TEXTO PARA LEITURA ->
/---

Os Açores no Mundo

A EMIGRAÇÃO AÇORIANA PARA O BRASIL

              A mais antiga notícia que nos fala da saída de alguns casais para o Brasil é-    -nos fornecida por Gaspar Furtuoso, primeiro historiador micaelense (1522-1591), que escreveu as suas crônicas no terceiro quartel do século XVI. Escreve o cronista a dado passo que “… no ano de mil quinhentos e setenta e nove, sendo de muita esterilidade, como haviam sido muitos atrás desse, ficaram os moradores da ilha tão atribulados e pobres, que não se podiam manter nela, vendo ele [Diogo Fernandes Faleiro] alguns parentes seus em semelhante aflição, os persuadiu que se quisessem sair daquela miséria e se fossem para o Brasil, para o que gastou com eles, provendo-os de todo o necessário para sua embarcação, duzentos mil reis…”

                Conquanto se tenha estabelecido que a primeira saída de famílias açorianas para Terras de Santa Cruz se tenha verificado no ano de 1677, causada por cataclismos vulcânicos ocorridos nas ilhas do Faial e Pico, não há dúvida nenhuma de que o testemunho de Gaspar Frutuoso, atrás citado, é claro, tendo o cronista, além do mais, sido contemporâneo do acontecimento, o que lhe confere um elevado grau de credibilidade. As causas aduzidas pelo historiador micaelense e que estão na origem do mais antigo movimento emigratório açoriano são na verdade causas econômicas - a esterilidade dos campos. É natural, como ficou lavrado na crônica, que aquele movimento emigratório apenas se circunscrevesse a duas ou três famílias não encontrando, até ao século seguinte, grande adesão por parte de outras.

\---

[Entradas de dados recolhidas]

/---

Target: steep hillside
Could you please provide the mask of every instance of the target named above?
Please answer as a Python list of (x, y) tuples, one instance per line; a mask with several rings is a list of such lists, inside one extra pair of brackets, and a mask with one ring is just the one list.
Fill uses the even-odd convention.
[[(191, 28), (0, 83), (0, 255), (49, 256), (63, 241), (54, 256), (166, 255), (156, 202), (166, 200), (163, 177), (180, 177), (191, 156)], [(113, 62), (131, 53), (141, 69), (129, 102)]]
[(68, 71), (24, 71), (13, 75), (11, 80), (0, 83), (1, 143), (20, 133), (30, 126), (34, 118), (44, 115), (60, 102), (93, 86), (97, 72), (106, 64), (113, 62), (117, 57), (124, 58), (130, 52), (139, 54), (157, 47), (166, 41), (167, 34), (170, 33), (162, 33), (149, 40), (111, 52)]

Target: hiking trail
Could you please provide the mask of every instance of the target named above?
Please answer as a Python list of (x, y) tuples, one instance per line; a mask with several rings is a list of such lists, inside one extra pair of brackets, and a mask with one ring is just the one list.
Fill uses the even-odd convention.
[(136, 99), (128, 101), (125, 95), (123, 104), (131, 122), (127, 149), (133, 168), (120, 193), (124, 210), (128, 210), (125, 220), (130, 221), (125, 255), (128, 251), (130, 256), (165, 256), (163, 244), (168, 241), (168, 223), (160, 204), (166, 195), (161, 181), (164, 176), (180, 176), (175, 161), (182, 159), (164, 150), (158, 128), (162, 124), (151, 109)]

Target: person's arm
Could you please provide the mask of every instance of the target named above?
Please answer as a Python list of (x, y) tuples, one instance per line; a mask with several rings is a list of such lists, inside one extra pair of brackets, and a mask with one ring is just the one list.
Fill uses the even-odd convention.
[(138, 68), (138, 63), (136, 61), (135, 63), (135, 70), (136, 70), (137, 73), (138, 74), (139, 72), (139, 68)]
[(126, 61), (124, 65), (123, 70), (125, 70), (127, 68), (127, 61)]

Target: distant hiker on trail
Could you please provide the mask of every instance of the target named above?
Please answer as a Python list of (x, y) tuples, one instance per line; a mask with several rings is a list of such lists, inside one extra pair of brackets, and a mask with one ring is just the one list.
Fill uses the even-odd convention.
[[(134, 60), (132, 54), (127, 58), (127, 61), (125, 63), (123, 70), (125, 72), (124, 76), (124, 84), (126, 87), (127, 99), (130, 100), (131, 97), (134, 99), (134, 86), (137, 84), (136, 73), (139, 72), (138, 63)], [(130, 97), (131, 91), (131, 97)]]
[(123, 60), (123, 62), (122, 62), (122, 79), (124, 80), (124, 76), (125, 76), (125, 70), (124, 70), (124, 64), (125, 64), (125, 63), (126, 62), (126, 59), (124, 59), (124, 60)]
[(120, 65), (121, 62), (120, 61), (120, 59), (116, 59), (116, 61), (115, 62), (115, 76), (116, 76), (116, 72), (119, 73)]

\---

TAREFA PROPOSTA A -> Segundo o texto sobre a emigração açoriana para o Brasil, que quantia gastou Diogo Fernandes Faleiro para prover os seus parentes do necessário à embarcação?
TAREFA PROPOSTA B ->
Indique se cada uma das afirmações seguintes está de acordo com o texto sobre a emigração açoriana para o Brasil, respondendo sim ou não e citando as palavras do texto que o decidem.
(i) Estabeleceu-se que a primeira saída de famílias açorianas para Terras de Santa Cruz ocorreu em 1677.
(ii) As causas apontadas pelo historiador micaelense para o mais antigo movimento emigratório açoriano foram de natureza religiosa.
(iii) O movimento emigratório registado na crônica abrangeu dezenas de famílias.
TAREFA PROPOSTA C -> Reproduza, do texto sobre a emigração açoriana para o Brasil, o trecho que vai de "Conquanto se tenha" até "parte de outras.", inclusive.
As linhas fornecidas não têm qualquer papel no que aqui se pede.

RESPOSTA COMPLETA A -> Duzentos mil reis.

RESPOSTA COMPLETA B ->
(i) Sim: "a primeira saída de famílias açorianas para Terras de Santa Cruz se tenha verificado no ano de 1677".
(ii) Não: "são na verdade causas econômicas - a esterilidade dos campos".
(iii) Não: "apenas se circunscrevesse a duas ou três famílias".

RESPOSTA COMPLETA C ->
Conquanto se tenha estabelecido que a primeira saída de famílias açorianas para Terras de Santa Cruz se tenha verificado no ano de 1677, causada por cataclismos vulcânicos ocorridos nas ilhas do Faial e Pico, não há dúvida nenhuma de que o testemunho de Gaspar Frutuoso, atrás citado, é claro, tendo o cronista, além do mais, sido contemporâneo do acontecimento, o que lhe confere um elevado grau de credibilidade. As causas aduzidas pelo historiador micaelense e que estão na origem do mais antigo movimento emigratório açoriano são na verdade causas econômicas - a esterilidade dos campos. É natural, como ficou lavrado na crônica, que aquele movimento emigratório apenas se circunscrevesse a duas ou três famílias não encontrando, até ao século seguinte, grande adesão por parte de outras.